● DATA EXTRACT
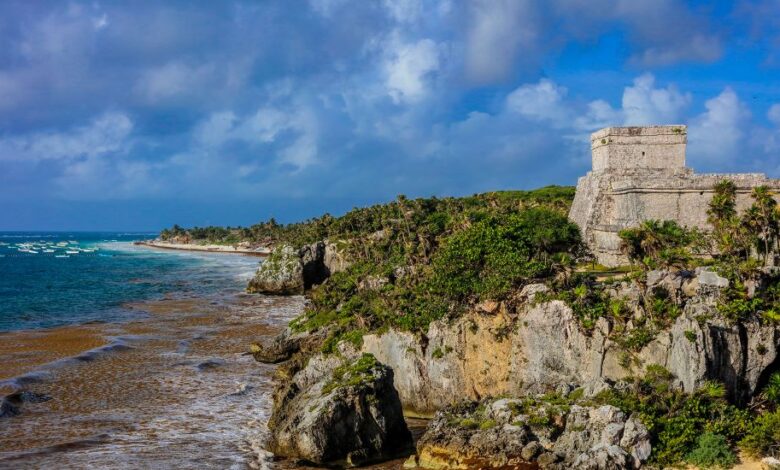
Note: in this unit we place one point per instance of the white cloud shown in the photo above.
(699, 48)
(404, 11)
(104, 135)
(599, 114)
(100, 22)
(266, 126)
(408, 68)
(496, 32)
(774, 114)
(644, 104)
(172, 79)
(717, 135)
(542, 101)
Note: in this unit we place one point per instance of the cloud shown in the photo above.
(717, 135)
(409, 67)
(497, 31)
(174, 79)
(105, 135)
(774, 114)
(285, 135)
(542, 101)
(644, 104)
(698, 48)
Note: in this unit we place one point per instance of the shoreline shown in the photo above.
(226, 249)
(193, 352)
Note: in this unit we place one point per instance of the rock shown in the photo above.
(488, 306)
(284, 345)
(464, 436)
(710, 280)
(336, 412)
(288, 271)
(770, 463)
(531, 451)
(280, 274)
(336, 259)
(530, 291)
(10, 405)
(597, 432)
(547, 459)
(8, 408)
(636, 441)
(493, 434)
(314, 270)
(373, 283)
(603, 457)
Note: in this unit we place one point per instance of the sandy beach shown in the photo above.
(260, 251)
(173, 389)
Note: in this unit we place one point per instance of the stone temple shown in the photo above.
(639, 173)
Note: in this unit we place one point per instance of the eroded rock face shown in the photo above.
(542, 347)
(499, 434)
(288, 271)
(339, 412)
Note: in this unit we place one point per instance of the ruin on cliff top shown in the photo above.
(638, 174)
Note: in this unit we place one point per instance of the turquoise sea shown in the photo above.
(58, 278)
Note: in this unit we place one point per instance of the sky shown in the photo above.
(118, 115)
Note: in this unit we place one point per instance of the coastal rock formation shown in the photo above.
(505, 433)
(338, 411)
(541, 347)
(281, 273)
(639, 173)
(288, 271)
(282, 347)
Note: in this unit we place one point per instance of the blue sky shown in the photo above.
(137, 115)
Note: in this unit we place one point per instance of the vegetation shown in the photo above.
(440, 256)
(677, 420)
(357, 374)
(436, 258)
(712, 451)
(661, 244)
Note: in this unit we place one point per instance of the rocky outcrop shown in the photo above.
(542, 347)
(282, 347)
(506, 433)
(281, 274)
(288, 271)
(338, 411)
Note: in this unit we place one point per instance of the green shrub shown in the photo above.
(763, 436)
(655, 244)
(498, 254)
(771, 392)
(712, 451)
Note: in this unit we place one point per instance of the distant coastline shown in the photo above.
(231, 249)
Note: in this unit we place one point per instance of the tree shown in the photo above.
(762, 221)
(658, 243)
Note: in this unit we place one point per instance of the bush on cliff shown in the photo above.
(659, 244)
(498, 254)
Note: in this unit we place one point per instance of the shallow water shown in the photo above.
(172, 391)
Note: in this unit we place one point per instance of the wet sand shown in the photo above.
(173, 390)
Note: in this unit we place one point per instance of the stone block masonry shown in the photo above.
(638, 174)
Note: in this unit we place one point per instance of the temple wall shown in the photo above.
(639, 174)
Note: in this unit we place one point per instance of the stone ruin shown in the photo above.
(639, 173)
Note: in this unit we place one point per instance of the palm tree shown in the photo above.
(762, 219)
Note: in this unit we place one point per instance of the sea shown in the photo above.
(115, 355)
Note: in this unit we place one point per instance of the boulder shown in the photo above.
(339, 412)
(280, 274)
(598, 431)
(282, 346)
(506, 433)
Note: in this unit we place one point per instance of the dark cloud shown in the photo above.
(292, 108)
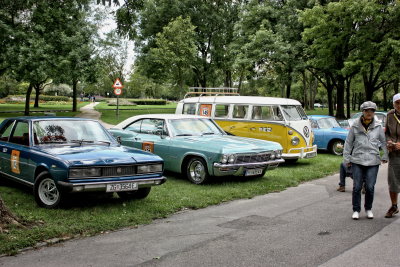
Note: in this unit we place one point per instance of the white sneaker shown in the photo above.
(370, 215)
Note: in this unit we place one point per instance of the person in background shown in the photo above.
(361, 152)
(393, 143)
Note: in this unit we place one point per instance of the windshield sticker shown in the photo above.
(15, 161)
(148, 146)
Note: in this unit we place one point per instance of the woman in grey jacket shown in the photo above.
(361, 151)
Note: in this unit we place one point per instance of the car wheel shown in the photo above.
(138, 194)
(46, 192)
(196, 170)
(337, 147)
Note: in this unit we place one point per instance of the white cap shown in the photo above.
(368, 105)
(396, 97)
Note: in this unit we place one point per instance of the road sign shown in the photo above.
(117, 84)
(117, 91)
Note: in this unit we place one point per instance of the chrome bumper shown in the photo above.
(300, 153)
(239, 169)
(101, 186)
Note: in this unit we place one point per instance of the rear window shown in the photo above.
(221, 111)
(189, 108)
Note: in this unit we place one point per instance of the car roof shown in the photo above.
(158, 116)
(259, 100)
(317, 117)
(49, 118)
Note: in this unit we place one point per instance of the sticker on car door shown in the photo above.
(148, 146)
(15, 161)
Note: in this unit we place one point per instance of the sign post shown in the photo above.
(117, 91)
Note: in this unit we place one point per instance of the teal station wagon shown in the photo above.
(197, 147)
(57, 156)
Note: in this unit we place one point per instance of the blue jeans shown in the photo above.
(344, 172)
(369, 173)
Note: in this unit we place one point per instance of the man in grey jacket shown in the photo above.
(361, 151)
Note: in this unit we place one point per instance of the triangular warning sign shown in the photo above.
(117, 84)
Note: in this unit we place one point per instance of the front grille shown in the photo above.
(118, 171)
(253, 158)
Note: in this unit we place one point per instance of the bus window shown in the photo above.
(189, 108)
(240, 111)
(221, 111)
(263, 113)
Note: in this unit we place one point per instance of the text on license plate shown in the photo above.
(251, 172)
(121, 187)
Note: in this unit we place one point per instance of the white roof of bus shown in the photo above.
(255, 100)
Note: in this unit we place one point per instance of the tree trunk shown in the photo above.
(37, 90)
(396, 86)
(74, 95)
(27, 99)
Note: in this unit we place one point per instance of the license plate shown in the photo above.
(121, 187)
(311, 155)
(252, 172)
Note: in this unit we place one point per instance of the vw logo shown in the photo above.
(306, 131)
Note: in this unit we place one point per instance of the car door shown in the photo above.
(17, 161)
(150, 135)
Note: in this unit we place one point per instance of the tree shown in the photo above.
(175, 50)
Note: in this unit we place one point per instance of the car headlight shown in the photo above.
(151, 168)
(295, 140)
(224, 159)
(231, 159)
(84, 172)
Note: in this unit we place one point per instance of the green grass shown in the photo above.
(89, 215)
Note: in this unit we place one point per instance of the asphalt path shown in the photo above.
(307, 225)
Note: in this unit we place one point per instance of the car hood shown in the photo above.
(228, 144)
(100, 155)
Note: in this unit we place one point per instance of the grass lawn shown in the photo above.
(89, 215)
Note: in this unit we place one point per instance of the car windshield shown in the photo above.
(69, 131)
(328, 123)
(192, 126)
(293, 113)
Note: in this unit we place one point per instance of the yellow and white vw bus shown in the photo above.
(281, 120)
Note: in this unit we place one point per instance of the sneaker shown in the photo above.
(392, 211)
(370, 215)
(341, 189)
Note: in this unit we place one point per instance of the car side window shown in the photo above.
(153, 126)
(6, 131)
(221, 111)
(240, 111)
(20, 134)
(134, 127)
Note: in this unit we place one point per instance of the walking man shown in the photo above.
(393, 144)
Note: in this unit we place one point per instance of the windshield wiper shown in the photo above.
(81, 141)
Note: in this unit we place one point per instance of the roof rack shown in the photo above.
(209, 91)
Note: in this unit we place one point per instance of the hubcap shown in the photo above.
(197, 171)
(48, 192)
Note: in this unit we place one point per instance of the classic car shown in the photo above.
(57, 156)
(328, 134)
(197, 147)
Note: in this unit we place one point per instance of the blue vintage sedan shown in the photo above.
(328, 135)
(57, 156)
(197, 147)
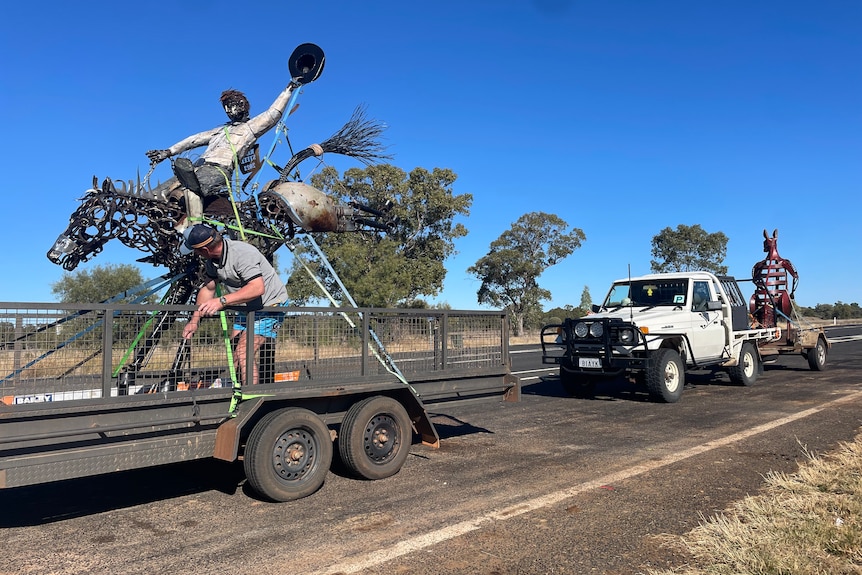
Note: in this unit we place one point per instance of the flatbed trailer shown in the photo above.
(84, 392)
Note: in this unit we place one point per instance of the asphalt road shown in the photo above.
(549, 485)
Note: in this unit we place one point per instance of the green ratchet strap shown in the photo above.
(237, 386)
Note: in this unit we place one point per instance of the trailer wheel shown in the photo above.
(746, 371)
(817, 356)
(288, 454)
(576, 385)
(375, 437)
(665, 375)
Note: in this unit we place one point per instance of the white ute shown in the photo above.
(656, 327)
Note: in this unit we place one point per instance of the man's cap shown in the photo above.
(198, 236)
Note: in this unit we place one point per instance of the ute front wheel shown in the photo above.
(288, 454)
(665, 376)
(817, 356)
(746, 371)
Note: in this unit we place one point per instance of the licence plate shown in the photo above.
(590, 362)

● WHAT IS REQUIRED
Quote the lines of the listing above that run from the line with "front wheel shown in the photo above." through its last line, both included, and nothing else.

● WRITTEN ANSWER
Note: in this unit we place one point per instance of the ute front wheel shown in the photo above.
(288, 454)
(665, 376)
(817, 356)
(746, 371)
Note: in this unit we place one point per instance of the licence plate shown in the photo above.
(590, 362)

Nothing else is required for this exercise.